§ TEXT TO READ
Use Tax Processing through Accounts Payable
Generally, Use Tax is reported and paid on the same return that Sales Tax is reported and paid.
G/L Accounts
Set up a separate Use Tax Payable G/L account for each jurisdiction that you are required to report/remit Use Tax amounts. This should be separate from the Sales Tax Payable Account to facilitate reconciliation of the Sales Tax Report Totals to the G/L Control Account.
Document Entry
Determine if Use Tax should be calculated. You should consult with your company’s tax accountant, attorney or advisor to determine what kinds of items or services are subject to Use Tax in your area. That adviser will also need to advise you as to the tax rate that should be applied.
1. Determine the amount of Use tax to be recorded when recording an A/P Document in A/P Document Entry. 2. Enter the actual amount to be paid to your vendor. Charge the appropriate G/L Account(s) as you would normally. 3. In the G/L distribution add 2 lines:
a. Reenter the G/L Account that was charged above. Enter the amount of Use Tax as a positive number. b. Enter the appropriate Use Tax Payable G/L Account. Enter the amount of Use Tax as a negative number.
The A/P document, when updated will record the amount due the vendor, increase the expense account for the total of the direct expense of the item or service plus the Use Tax Amount and record the liability for the Use Tax.
A/P Non-Invoice Check Entry (*requires a small modification)
This is very similar to A/P Document Entry, except that 3 invoices are required: 1 for the amount to be paid, 1 for the positive amount of Use Tax and 1 for the negative amount of Use Tax amount. (The modification allows you to enter the negative invoice amount with no discount into FACTS.) Care must be taken to ensure that no duplicate A/P Document Numbers for each vendor are created.
End of Period
The amount to be paid should normally be the liability account balance as of the end of the prior month. The purchase amount can be imputed by dividing the liability amount by the tax rate, e.g. $6.00/6%=$100.00.
Sales Tax
Tax Code setup and liability accounts
Set up a separate Sales Tax Payable G/L account for each jurisdiction that you are required to report/remit Sales Tax amounts. This should be separate from the Use Tax Payable Account to facilitate checking/reconciliation of the Sales Tax Report Totals to the G/L Control Account.
Set up a separate Sales Tax Code in A/R File Maintenances for each jurisdiction that you are required to report/remit Sales Tax amounts.

§ Records drawn from a collection

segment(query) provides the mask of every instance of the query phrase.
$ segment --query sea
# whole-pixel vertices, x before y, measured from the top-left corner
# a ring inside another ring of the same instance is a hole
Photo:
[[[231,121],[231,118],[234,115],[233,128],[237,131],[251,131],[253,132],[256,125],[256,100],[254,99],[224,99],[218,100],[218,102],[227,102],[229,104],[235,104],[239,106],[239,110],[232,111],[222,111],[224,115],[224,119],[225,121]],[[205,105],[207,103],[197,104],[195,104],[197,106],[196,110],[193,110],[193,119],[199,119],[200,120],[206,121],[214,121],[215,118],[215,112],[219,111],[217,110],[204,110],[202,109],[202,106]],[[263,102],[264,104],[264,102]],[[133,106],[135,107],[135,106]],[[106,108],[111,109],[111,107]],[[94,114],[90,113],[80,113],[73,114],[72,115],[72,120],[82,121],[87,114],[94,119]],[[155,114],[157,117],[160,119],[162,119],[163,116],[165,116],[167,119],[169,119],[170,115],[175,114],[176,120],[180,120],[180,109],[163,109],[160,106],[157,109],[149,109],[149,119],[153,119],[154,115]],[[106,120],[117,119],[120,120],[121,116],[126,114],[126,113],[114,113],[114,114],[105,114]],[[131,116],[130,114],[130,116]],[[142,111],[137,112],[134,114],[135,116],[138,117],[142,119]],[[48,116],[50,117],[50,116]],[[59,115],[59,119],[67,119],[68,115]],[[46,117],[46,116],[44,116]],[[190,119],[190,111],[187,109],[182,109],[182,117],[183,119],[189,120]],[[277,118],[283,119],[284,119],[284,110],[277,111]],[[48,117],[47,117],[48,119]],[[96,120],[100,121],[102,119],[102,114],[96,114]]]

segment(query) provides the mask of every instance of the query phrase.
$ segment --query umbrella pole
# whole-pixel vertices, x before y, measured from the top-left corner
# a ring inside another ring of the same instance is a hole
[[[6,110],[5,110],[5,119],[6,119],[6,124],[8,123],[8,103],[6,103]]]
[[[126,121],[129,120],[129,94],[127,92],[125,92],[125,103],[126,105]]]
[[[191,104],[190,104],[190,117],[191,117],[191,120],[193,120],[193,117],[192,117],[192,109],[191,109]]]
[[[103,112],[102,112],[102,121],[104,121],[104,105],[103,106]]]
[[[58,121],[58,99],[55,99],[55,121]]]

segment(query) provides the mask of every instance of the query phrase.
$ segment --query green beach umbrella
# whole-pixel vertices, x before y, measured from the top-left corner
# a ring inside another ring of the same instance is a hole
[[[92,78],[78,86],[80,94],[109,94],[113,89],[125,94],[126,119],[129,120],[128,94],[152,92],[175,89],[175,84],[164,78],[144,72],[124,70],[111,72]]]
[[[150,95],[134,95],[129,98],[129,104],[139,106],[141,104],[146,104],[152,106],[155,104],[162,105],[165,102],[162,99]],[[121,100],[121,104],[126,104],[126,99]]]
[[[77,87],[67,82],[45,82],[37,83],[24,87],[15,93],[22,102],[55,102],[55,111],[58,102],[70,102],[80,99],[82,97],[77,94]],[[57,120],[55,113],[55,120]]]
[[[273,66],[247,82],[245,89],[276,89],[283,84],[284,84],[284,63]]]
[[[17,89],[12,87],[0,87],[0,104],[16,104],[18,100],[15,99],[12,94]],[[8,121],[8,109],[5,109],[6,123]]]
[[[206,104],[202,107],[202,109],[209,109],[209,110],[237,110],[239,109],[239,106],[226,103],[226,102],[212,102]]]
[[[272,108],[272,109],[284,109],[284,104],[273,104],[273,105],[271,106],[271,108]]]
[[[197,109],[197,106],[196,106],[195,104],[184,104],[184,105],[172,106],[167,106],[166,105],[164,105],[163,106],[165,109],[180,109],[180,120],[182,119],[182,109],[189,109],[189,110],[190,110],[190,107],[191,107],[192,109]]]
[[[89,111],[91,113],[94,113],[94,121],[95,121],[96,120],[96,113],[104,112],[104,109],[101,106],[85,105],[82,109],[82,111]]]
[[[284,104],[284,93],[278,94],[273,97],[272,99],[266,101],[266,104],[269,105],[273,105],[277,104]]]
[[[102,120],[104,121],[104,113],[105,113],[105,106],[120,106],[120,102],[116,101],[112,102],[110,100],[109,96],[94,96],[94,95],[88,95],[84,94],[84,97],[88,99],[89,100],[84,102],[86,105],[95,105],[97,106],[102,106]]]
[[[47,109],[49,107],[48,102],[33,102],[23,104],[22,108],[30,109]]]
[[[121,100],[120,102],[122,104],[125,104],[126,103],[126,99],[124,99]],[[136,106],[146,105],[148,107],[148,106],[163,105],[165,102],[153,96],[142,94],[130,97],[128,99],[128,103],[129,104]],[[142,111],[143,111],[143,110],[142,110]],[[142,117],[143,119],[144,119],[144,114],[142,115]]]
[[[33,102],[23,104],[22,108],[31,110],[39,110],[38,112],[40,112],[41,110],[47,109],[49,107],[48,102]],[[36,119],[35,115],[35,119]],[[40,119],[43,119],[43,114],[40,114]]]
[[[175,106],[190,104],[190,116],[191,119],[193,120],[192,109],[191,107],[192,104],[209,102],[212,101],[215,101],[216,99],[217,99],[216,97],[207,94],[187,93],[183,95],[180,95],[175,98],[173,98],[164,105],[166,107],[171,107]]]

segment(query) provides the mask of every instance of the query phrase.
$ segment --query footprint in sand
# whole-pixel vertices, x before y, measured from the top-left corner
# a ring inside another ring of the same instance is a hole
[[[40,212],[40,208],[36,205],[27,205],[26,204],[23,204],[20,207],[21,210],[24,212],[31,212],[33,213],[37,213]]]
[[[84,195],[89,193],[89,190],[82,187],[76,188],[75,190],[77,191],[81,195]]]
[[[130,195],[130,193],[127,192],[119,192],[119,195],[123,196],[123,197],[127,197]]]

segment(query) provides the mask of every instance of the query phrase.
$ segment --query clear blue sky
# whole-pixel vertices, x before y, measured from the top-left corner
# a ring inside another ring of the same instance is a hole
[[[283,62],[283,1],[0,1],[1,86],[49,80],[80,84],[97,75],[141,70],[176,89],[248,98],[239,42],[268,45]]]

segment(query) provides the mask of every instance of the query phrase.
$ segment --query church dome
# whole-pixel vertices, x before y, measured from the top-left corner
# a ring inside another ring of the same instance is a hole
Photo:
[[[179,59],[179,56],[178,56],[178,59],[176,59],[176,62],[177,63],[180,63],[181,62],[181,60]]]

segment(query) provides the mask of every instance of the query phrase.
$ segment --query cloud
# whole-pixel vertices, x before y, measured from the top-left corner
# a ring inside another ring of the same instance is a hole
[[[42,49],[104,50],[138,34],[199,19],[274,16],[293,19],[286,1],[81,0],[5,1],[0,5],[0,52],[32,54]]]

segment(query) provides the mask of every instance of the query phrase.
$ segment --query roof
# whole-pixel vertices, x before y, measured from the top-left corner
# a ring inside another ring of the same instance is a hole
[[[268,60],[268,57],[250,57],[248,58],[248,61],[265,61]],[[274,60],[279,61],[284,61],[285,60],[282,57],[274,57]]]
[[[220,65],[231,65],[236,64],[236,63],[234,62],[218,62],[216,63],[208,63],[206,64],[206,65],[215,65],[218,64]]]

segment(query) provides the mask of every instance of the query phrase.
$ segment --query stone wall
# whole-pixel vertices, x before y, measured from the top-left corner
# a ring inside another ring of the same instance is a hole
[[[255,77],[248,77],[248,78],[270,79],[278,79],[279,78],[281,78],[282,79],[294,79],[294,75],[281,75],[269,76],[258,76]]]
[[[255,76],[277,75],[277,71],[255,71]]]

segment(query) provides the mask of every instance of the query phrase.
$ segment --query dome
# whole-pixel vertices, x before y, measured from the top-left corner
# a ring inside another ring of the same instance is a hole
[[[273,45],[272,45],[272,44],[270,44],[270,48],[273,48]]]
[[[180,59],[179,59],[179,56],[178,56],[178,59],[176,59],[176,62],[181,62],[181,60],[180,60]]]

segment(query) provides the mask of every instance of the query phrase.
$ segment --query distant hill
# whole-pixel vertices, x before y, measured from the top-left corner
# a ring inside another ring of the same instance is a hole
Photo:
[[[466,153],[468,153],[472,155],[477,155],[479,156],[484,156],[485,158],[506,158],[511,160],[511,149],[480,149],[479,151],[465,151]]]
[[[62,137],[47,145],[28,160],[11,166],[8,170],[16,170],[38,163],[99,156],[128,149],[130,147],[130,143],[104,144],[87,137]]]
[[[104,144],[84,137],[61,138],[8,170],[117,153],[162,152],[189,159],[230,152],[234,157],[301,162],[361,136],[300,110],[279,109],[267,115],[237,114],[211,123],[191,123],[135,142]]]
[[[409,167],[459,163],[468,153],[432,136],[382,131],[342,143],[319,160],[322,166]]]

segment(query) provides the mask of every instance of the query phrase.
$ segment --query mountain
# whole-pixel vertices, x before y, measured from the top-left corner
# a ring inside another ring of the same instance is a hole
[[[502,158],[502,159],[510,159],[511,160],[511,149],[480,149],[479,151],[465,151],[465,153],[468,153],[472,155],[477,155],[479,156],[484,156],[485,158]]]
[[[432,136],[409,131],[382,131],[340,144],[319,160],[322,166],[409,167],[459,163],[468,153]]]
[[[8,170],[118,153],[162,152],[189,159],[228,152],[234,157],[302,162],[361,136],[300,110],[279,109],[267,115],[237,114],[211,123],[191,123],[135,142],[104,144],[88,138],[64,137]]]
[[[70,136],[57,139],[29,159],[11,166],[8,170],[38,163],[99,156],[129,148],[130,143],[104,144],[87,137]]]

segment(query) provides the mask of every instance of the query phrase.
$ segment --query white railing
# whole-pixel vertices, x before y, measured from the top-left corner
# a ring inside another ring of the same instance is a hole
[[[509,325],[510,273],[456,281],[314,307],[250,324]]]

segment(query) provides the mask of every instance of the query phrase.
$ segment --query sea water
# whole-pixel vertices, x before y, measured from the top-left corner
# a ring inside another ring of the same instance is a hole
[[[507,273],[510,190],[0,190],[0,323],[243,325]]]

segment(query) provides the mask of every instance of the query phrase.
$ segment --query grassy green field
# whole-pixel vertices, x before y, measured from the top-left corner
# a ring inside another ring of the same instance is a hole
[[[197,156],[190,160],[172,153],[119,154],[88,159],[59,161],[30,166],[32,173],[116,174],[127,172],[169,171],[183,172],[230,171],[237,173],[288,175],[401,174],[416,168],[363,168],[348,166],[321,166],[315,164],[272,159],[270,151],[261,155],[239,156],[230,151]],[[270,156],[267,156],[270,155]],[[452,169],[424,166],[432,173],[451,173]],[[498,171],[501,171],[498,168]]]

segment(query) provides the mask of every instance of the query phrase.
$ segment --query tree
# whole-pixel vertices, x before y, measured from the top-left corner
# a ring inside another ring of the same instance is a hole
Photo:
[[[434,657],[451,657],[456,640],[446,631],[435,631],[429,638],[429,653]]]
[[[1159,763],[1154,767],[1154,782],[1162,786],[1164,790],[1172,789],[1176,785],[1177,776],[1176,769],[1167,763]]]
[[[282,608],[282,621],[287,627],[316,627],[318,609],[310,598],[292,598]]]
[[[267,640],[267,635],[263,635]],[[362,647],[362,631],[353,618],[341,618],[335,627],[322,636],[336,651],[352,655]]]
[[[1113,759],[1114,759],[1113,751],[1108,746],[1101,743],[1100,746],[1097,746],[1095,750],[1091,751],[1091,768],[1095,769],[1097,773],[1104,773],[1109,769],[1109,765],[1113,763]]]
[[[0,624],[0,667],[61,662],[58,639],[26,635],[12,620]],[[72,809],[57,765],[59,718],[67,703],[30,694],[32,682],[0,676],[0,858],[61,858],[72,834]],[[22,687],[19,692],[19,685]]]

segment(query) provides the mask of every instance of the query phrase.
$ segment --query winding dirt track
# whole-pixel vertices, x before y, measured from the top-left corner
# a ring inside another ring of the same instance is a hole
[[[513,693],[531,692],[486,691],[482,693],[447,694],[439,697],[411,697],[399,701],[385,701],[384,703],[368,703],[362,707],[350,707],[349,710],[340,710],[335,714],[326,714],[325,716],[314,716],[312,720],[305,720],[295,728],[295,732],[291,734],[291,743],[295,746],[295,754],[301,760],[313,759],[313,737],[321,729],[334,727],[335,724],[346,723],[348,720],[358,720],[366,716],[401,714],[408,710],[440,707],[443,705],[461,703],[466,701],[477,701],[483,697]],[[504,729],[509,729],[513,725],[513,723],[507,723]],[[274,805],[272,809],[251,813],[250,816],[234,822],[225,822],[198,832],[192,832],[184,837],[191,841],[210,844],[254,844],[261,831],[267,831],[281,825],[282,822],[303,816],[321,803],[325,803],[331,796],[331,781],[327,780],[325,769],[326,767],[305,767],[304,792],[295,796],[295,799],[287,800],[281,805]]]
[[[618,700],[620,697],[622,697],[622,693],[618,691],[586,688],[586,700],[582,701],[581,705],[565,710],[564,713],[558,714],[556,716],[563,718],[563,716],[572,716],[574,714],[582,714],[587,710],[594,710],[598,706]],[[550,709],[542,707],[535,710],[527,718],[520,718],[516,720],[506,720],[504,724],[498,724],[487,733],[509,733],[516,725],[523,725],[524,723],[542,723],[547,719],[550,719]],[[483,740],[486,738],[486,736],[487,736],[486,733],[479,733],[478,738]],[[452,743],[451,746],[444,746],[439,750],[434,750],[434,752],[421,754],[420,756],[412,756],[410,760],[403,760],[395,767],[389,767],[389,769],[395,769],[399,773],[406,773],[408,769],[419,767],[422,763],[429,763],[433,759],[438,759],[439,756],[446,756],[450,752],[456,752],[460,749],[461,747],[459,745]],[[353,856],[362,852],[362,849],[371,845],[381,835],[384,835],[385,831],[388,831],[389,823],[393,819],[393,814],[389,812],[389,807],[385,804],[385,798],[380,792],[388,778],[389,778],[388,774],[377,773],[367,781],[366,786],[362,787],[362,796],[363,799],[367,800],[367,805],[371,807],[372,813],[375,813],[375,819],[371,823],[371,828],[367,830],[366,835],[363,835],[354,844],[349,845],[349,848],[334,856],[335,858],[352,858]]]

§ GOALS
• A. Transcribe the stretch of the use tax passage from "The A/P document, when" through "vendor are created.".
• B. According to the use tax passage, how many invoices does A/P Non-Invoice Check Entry require?
None of this material is needed.

§ SOLUTIONS BY TASK
• A.
The A/P document, when updated will record the amount due the vendor, increase the expense account for the total of the direct expense of the item or service plus the Use Tax Amount and record the liability for the Use Tax.
A/P Non-Invoice Check Entry (*requires a small modification)
This is very similar to A/P Document Entry, except that 3 invoices are required: 1 for the amount to be paid, 1 for the positive amount of Use Tax and 1 for the negative amount of Use Tax amount. (The modification allows you to enter the negative invoice amount with no discount into FACTS.) Care must be taken to ensure that no duplicate A/P Document Numbers for each vendor are created.

• B. Three: one for the amount to be paid, one for the positive amount of Use Tax, and one for the negative amount of Use Tax.